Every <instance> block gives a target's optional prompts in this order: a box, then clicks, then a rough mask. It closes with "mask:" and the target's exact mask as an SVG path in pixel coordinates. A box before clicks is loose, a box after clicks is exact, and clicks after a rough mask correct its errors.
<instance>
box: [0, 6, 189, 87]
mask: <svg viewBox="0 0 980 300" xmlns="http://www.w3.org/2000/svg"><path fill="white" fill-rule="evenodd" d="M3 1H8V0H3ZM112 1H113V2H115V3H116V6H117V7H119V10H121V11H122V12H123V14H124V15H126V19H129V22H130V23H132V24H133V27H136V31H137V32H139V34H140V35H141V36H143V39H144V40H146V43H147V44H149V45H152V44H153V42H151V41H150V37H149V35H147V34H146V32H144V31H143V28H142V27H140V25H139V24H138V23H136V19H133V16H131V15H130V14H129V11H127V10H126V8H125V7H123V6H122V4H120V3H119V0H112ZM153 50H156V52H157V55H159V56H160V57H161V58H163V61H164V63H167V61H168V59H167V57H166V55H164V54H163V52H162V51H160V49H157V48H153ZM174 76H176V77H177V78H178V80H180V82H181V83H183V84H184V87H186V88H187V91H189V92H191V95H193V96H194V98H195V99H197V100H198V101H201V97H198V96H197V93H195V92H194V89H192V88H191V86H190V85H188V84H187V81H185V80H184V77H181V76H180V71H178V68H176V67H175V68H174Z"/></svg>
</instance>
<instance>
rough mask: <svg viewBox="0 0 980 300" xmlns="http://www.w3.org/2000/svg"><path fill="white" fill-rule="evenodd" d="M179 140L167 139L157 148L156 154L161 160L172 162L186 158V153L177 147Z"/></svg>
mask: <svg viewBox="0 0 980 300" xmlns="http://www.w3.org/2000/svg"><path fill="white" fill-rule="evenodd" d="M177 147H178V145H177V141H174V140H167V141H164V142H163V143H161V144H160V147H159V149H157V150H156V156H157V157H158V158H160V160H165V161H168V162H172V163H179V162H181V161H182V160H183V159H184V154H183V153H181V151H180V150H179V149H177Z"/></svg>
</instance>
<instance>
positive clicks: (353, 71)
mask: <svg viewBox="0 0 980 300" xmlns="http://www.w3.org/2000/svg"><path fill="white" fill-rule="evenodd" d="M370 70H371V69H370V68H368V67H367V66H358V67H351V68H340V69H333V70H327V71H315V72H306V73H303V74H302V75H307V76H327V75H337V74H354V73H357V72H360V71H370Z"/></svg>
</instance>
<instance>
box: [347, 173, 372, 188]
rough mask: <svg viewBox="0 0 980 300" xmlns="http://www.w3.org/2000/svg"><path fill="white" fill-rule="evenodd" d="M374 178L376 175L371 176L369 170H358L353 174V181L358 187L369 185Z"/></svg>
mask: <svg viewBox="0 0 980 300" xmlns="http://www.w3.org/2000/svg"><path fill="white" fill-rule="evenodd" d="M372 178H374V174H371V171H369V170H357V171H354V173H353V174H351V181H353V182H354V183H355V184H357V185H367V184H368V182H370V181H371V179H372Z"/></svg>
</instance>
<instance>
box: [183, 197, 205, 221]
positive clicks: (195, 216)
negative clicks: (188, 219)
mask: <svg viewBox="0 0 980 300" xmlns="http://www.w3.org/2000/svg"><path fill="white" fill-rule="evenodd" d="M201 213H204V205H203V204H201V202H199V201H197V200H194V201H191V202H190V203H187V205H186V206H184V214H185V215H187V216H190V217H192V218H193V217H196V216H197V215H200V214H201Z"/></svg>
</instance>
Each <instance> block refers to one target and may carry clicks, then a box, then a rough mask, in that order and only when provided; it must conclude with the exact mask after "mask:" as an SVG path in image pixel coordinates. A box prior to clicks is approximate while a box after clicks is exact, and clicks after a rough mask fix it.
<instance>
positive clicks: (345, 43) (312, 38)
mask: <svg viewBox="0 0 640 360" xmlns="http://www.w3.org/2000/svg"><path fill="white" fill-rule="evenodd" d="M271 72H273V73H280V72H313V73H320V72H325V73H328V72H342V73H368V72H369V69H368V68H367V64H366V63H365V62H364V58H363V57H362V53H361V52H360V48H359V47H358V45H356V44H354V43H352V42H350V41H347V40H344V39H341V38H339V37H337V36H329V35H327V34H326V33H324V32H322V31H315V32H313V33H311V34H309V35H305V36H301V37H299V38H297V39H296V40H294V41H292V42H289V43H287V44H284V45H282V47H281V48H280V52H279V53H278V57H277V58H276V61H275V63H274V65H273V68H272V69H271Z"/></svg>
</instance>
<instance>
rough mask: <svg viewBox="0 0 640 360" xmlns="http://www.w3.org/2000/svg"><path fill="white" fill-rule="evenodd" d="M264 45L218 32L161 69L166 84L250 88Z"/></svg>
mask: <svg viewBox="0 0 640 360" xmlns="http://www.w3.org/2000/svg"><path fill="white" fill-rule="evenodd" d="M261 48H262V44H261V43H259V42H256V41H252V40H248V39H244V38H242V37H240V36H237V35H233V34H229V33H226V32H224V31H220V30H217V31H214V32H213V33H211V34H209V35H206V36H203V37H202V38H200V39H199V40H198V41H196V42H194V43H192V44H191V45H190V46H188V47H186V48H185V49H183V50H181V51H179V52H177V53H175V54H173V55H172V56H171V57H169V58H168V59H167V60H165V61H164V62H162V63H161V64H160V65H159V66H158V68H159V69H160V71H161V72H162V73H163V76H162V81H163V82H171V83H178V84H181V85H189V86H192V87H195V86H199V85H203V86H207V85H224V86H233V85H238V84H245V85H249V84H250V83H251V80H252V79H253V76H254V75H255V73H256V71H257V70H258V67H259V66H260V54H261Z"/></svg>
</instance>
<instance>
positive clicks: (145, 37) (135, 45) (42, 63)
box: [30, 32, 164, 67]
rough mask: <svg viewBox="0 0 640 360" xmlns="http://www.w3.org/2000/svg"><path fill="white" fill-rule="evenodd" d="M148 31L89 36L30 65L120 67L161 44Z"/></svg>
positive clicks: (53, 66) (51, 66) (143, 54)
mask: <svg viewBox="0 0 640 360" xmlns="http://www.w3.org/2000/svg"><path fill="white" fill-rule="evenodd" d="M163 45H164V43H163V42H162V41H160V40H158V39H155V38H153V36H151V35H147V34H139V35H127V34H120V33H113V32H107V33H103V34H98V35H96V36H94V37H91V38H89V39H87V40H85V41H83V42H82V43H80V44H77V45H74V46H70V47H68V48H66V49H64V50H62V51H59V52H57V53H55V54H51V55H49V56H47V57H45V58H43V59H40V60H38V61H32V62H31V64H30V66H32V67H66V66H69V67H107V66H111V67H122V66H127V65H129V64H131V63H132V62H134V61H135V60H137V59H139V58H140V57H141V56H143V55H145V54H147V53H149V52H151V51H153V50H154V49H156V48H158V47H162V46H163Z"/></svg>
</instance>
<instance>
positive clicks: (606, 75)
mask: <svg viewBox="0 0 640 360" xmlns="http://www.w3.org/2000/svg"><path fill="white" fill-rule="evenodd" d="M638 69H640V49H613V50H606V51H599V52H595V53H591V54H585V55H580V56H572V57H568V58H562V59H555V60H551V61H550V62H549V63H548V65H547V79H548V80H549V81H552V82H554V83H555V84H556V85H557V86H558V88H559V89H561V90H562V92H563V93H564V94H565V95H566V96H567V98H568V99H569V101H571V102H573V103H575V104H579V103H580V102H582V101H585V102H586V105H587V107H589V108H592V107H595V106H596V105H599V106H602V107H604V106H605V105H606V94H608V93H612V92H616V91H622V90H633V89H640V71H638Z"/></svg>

#### Task requirements:
Type out the records again exactly, line for line.

#### Solution to this task:
Every <instance> block gives a target's optional prompts in this order: a box, then clicks, then a rough mask. It closes with "mask:" and the target's exact mask as an SVG path in pixel coordinates. A box before clicks is loose, a box after clicks is exact, and clicks after a rough mask correct its errors.
<instance>
box: [0, 6, 189, 87]
mask: <svg viewBox="0 0 980 300" xmlns="http://www.w3.org/2000/svg"><path fill="white" fill-rule="evenodd" d="M3 1H8V0H3ZM112 1H113V2H115V3H116V6H117V7H119V10H121V11H122V12H123V14H124V15H126V19H129V22H130V23H132V24H133V27H136V31H137V32H139V34H140V35H141V36H143V39H144V40H146V43H147V44H149V45H152V44H153V42H151V41H150V37H149V35H147V34H146V32H144V31H143V28H142V27H140V25H139V24H138V23H136V19H133V16H131V15H130V14H129V11H127V10H126V8H125V7H123V6H122V4H120V3H119V0H112ZM153 50H156V52H157V55H159V56H160V57H161V58H163V61H164V63H167V61H168V59H167V57H166V55H164V54H163V52H162V51H160V49H157V48H153ZM174 76H176V77H177V78H178V80H180V82H181V83H183V84H184V87H186V88H187V91H189V92H191V95H193V96H194V98H195V99H197V100H198V101H201V97H198V96H197V93H195V92H194V89H192V88H191V86H190V85H188V84H187V81H185V80H184V77H181V76H180V71H178V68H176V67H175V68H174Z"/></svg>
</instance>
<instance>
rough mask: <svg viewBox="0 0 980 300" xmlns="http://www.w3.org/2000/svg"><path fill="white" fill-rule="evenodd" d="M179 140L167 139L157 148L156 154L161 160L172 162L186 158V153L177 147Z"/></svg>
mask: <svg viewBox="0 0 980 300" xmlns="http://www.w3.org/2000/svg"><path fill="white" fill-rule="evenodd" d="M177 147H178V145H177V141H174V140H167V141H164V142H163V143H161V144H160V147H159V149H157V150H156V156H157V157H158V158H160V160H165V161H168V162H172V163H179V162H181V161H182V160H183V159H184V154H183V153H181V151H180V150H179V149H177Z"/></svg>
</instance>
<instance>
positive clicks: (353, 71)
mask: <svg viewBox="0 0 980 300" xmlns="http://www.w3.org/2000/svg"><path fill="white" fill-rule="evenodd" d="M370 70H371V69H370V68H368V67H367V66H358V67H351V68H340V69H333V70H327V71H315V72H306V73H303V74H302V75H307V76H327V75H337V74H354V73H357V72H360V71H370Z"/></svg>
</instance>
<instance>
box: [347, 173, 372, 188]
rough mask: <svg viewBox="0 0 980 300" xmlns="http://www.w3.org/2000/svg"><path fill="white" fill-rule="evenodd" d="M374 178L376 175L371 176L369 170H358L353 174V181L358 187L369 185Z"/></svg>
mask: <svg viewBox="0 0 980 300" xmlns="http://www.w3.org/2000/svg"><path fill="white" fill-rule="evenodd" d="M372 178H374V174H371V171H369V170H357V171H354V173H353V174H351V181H353V182H354V183H355V184H357V185H367V184H368V182H370V181H371V179H372Z"/></svg>
</instance>
<instance>
box: [183, 197, 205, 221]
positive clicks: (195, 216)
negative clicks: (188, 219)
mask: <svg viewBox="0 0 980 300" xmlns="http://www.w3.org/2000/svg"><path fill="white" fill-rule="evenodd" d="M201 213H204V205H203V204H201V202H199V201H197V200H194V201H191V202H190V203H187V205H186V206H184V214H185V215H187V216H190V217H192V218H193V217H196V216H197V215H200V214H201Z"/></svg>
</instance>
Each <instance> block refers to one target and may carry clicks, then a box, then a rough mask, in that order and only when provided; it must conclude with the exact mask after "mask:" as an SVG path in image pixel coordinates. A box prior to clicks is approximate while a box after clicks is exact, and clicks after a rough mask fix it.
<instance>
positive clicks: (345, 43) (312, 38)
mask: <svg viewBox="0 0 640 360" xmlns="http://www.w3.org/2000/svg"><path fill="white" fill-rule="evenodd" d="M271 72H273V73H280V72H313V73H320V72H325V73H328V72H342V73H368V72H369V69H368V68H367V64H366V63H365V62H364V58H363V57H362V53H361V52H360V48H359V47H358V45H356V44H354V43H352V42H350V41H347V40H344V39H341V38H339V37H337V36H329V35H327V34H326V33H324V32H322V31H315V32H313V33H311V34H309V35H305V36H301V37H299V38H297V39H296V40H294V41H292V42H289V43H287V44H284V45H282V47H281V48H280V52H279V53H278V57H277V58H276V61H275V63H274V65H273V68H272V69H271Z"/></svg>
</instance>
<instance>
rough mask: <svg viewBox="0 0 640 360" xmlns="http://www.w3.org/2000/svg"><path fill="white" fill-rule="evenodd" d="M264 45L218 32L161 69L166 84L250 88Z"/></svg>
mask: <svg viewBox="0 0 640 360" xmlns="http://www.w3.org/2000/svg"><path fill="white" fill-rule="evenodd" d="M261 48H262V44H261V43H259V42H256V41H252V40H248V39H244V38H242V37H240V36H237V35H233V34H229V33H226V32H224V31H220V30H217V31H214V32H213V33H211V34H209V35H206V36H203V37H202V38H200V39H199V40H198V41H196V42H194V43H192V44H191V45H190V46H188V47H186V48H185V49H183V50H181V51H179V52H177V53H175V54H173V55H172V56H171V57H169V58H168V59H167V60H165V61H164V62H162V63H161V64H160V65H159V66H158V68H159V69H160V71H161V72H162V73H163V76H162V81H163V82H171V83H178V84H181V85H189V86H192V87H195V86H199V85H203V86H207V85H224V86H233V85H238V84H245V85H249V84H250V83H251V80H252V79H253V76H254V75H255V73H256V71H257V70H258V67H259V66H260V54H261Z"/></svg>
</instance>
<instance>
positive clicks: (145, 37) (135, 45) (42, 63)
box: [30, 32, 164, 67]
rough mask: <svg viewBox="0 0 640 360" xmlns="http://www.w3.org/2000/svg"><path fill="white" fill-rule="evenodd" d="M148 31L89 36L30 65L120 67L161 44Z"/></svg>
positive clicks: (53, 66) (51, 66) (143, 54)
mask: <svg viewBox="0 0 640 360" xmlns="http://www.w3.org/2000/svg"><path fill="white" fill-rule="evenodd" d="M163 45H164V43H163V42H162V41H160V40H158V39H155V38H153V36H151V35H147V34H139V35H127V34H120V33H113V32H107V33H103V34H98V35H96V36H94V37H91V38H89V39H87V40H85V41H83V42H82V43H80V44H77V45H74V46H70V47H68V48H66V49H64V50H62V51H59V52H57V53H55V54H51V55H49V56H47V57H45V58H43V59H40V60H38V61H32V62H31V64H30V66H32V67H66V66H69V67H107V66H111V67H122V66H127V65H129V64H131V63H132V62H134V61H135V60H137V59H139V58H140V57H141V56H143V55H145V54H147V53H149V52H151V51H153V50H154V49H156V48H158V47H162V46H163Z"/></svg>
</instance>
<instance>
positive clicks: (606, 75)
mask: <svg viewBox="0 0 640 360" xmlns="http://www.w3.org/2000/svg"><path fill="white" fill-rule="evenodd" d="M638 69H640V49H613V50H606V51H599V52H595V53H591V54H585V55H580V56H572V57H568V58H562V59H555V60H551V61H550V62H549V63H548V65H547V79H548V80H549V81H552V82H554V83H555V84H556V85H557V86H558V88H559V89H561V90H562V92H563V93H564V94H565V95H566V96H567V98H568V99H569V101H571V102H573V103H575V104H579V103H580V102H582V101H585V102H586V105H587V107H589V108H592V107H595V106H596V105H599V106H602V107H604V106H605V105H606V94H608V93H612V92H616V91H622V90H633V89H640V71H638Z"/></svg>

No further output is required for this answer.